Determine how many lines in the listing below contain the word "wall", then state that number by itself.

## Supplied material
━━━━━━

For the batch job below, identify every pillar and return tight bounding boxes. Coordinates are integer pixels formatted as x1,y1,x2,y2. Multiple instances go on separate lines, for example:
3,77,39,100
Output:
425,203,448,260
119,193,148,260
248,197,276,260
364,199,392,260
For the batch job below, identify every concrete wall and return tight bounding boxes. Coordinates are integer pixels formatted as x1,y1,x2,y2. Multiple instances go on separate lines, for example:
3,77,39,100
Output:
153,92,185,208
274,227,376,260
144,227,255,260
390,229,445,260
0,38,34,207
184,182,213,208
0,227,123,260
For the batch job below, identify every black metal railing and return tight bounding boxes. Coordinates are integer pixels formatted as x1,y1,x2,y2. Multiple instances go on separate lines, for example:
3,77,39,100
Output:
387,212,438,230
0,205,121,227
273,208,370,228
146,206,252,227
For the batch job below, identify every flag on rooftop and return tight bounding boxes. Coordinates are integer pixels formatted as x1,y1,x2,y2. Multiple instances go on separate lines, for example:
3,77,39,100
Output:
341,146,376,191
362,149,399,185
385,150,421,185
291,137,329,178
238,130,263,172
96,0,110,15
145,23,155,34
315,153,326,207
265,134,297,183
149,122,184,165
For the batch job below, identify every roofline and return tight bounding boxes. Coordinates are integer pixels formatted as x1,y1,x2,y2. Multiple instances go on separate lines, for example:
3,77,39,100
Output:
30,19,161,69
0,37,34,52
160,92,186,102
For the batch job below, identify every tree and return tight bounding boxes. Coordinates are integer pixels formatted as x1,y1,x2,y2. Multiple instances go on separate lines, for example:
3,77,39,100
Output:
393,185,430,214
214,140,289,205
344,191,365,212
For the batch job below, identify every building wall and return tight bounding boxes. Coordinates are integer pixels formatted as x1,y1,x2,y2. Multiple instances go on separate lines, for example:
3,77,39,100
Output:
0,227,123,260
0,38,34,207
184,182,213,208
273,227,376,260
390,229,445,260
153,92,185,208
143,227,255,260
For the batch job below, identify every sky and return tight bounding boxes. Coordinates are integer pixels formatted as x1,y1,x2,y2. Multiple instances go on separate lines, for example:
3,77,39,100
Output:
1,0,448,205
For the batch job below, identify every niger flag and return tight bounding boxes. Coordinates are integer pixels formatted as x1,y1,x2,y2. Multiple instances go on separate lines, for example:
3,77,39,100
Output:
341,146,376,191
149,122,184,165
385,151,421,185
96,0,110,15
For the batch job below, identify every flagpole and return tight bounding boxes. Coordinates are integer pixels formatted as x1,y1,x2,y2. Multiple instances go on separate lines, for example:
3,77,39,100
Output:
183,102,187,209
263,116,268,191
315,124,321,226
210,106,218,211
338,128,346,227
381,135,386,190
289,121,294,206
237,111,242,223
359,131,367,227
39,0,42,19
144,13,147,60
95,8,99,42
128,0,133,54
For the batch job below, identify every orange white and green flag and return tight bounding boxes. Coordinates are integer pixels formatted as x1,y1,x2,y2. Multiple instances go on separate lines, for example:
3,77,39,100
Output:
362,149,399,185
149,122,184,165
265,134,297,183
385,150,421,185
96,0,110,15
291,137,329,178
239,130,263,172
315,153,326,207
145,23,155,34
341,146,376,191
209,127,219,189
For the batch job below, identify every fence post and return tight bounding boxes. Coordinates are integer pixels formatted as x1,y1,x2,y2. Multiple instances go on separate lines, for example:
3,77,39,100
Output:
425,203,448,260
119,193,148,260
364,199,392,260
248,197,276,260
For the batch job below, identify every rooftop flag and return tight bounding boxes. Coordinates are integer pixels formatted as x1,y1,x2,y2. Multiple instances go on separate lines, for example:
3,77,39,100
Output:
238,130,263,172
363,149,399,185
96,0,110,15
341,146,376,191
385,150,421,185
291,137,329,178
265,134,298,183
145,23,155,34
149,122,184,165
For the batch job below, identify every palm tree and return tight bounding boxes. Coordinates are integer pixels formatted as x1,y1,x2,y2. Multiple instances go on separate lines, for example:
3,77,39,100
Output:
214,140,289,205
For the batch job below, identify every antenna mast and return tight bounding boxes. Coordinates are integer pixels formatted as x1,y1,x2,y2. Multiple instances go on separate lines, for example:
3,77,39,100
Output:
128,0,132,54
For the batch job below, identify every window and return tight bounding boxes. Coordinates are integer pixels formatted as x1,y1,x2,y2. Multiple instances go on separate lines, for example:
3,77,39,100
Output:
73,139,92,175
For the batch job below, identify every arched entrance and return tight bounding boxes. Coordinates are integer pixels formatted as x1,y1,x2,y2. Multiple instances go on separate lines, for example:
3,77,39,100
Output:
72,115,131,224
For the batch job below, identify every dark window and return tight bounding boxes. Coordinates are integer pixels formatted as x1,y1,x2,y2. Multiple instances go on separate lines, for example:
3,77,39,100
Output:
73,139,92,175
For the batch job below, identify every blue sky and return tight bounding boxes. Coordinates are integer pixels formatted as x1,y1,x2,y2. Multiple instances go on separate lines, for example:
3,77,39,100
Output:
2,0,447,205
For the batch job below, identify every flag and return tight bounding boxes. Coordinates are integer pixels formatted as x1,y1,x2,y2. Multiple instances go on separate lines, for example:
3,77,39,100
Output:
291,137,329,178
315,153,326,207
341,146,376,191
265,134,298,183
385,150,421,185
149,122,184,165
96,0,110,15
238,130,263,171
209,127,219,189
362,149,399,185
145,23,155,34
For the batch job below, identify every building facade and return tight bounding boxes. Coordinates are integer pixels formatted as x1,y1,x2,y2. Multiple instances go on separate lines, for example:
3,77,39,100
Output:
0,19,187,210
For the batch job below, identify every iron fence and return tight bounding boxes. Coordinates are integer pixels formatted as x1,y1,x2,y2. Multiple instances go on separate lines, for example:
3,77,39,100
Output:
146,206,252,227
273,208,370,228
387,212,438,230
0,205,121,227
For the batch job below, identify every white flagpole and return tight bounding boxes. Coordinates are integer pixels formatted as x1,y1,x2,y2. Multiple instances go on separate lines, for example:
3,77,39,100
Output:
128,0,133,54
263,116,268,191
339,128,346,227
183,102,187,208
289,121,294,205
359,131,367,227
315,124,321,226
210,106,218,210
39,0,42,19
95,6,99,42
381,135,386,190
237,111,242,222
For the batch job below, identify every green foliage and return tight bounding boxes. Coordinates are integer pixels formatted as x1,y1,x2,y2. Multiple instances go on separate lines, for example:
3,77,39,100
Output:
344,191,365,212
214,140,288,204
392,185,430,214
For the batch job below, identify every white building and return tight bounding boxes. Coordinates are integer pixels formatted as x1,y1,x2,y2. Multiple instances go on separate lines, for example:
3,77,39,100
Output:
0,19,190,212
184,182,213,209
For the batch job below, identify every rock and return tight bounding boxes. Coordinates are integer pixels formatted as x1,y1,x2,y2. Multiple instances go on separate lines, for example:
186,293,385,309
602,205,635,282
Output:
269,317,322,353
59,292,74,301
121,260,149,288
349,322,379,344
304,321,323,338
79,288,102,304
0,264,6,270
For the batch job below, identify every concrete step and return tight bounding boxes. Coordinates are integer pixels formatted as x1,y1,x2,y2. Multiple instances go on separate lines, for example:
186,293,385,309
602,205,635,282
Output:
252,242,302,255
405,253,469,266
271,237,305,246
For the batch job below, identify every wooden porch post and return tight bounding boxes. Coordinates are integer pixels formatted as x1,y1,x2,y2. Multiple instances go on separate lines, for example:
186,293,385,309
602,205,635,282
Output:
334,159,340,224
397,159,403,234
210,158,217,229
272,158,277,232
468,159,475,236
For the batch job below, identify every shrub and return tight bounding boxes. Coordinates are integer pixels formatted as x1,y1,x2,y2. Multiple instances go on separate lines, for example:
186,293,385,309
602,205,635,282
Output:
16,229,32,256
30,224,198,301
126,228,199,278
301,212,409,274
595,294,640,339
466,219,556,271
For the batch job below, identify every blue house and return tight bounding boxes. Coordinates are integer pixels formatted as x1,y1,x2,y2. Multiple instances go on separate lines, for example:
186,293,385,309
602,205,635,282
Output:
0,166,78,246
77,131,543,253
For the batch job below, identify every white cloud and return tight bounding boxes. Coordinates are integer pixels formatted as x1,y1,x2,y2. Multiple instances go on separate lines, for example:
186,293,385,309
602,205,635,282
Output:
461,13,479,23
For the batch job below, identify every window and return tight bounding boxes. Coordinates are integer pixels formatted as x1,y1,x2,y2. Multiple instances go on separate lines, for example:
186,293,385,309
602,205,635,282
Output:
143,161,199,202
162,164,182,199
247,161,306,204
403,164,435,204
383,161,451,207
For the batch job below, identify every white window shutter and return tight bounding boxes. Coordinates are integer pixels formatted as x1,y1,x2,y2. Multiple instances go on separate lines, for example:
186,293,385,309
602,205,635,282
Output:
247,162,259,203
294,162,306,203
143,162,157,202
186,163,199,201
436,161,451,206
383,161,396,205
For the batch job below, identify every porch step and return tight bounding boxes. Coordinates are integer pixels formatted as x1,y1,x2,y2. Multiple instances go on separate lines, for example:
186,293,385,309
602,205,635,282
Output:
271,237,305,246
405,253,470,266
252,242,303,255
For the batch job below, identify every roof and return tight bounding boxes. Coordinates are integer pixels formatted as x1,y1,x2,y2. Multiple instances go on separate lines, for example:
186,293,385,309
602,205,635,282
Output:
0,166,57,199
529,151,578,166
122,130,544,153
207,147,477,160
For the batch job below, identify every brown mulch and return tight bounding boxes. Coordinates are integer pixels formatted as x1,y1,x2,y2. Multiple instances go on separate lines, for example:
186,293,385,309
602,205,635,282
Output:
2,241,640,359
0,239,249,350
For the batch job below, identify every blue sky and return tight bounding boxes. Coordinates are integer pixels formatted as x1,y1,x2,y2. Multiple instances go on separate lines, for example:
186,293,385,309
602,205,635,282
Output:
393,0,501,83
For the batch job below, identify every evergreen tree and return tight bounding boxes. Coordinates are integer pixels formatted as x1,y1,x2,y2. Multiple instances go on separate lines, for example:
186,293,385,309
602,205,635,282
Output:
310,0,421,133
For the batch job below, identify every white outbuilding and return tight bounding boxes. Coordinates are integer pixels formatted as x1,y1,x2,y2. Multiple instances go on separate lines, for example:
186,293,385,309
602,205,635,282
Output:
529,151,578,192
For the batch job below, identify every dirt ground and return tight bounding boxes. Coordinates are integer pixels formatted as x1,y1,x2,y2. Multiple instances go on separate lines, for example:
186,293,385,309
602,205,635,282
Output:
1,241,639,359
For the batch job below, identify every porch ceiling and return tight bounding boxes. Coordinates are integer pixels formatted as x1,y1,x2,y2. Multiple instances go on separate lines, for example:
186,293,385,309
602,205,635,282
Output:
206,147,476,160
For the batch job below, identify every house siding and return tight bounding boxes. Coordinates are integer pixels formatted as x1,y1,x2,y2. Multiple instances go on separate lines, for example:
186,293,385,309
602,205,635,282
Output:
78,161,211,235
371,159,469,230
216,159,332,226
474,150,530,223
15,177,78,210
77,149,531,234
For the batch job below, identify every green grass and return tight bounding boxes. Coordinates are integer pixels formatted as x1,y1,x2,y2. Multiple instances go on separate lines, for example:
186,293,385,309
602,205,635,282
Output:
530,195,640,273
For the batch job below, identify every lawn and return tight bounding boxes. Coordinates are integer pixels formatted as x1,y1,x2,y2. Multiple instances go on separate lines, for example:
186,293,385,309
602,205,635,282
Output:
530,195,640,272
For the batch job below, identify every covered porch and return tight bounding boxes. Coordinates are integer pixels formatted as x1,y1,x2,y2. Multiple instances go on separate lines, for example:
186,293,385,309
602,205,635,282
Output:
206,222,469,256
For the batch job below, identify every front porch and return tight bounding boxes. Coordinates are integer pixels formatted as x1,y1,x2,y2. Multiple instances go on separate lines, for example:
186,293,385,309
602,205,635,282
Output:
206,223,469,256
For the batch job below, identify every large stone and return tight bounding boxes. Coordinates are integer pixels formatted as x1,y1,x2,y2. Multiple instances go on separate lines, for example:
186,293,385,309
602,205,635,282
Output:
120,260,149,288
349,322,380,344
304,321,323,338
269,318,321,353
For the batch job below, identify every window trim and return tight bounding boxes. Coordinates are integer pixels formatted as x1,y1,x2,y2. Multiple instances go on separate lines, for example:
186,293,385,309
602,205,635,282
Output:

━━━━━━

## Task response
2